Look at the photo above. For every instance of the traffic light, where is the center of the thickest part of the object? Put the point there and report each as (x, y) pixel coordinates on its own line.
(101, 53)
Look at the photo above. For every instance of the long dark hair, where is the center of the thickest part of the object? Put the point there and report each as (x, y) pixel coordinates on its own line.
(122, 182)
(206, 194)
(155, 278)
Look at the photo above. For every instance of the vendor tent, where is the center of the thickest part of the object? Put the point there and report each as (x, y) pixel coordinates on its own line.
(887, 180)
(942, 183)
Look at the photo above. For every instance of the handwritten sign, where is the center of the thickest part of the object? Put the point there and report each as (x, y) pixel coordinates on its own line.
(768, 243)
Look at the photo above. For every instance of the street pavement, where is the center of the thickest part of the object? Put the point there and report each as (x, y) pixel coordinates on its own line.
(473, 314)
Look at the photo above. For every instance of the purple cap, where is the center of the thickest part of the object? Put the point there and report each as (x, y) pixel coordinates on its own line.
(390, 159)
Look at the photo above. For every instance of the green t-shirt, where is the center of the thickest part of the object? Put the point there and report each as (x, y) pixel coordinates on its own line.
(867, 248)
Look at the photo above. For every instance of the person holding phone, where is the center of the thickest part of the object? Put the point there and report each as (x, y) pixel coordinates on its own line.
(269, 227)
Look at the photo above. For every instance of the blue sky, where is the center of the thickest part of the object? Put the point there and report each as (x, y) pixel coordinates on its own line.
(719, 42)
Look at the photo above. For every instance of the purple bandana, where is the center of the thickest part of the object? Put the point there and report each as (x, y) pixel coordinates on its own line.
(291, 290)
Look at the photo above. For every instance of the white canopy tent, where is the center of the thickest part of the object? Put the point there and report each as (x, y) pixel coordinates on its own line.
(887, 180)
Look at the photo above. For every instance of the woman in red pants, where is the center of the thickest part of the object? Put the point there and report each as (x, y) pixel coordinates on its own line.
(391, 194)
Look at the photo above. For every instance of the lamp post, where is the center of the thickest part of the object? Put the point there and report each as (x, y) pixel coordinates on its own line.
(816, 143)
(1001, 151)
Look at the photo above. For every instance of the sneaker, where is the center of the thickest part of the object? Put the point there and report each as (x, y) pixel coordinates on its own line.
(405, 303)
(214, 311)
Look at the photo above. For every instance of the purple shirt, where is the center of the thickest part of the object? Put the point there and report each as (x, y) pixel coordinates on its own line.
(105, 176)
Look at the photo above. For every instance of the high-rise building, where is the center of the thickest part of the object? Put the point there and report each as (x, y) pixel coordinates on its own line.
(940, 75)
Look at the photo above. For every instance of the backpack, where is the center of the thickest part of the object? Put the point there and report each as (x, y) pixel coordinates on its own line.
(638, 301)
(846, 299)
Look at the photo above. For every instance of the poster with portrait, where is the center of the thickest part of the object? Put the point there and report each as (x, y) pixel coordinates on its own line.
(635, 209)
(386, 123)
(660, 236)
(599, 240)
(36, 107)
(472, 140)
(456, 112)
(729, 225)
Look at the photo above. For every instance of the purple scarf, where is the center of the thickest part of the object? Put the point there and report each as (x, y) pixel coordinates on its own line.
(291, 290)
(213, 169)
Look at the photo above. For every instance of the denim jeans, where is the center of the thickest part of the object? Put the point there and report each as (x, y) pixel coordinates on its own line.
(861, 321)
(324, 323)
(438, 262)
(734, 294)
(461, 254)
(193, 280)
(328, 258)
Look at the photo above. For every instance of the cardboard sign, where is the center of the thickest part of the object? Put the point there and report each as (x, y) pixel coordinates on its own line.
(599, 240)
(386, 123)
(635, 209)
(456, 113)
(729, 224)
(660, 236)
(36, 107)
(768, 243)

....................

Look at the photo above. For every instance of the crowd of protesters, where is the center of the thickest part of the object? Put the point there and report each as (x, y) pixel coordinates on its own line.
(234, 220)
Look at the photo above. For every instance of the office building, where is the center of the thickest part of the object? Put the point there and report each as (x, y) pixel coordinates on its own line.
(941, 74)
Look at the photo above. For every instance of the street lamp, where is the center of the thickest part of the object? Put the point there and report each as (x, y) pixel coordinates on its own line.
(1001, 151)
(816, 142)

....................

TO DO>
Count the lines in the records above that contain the word "building", and reply with the number alone.

WRITTEN RESPONSE>
2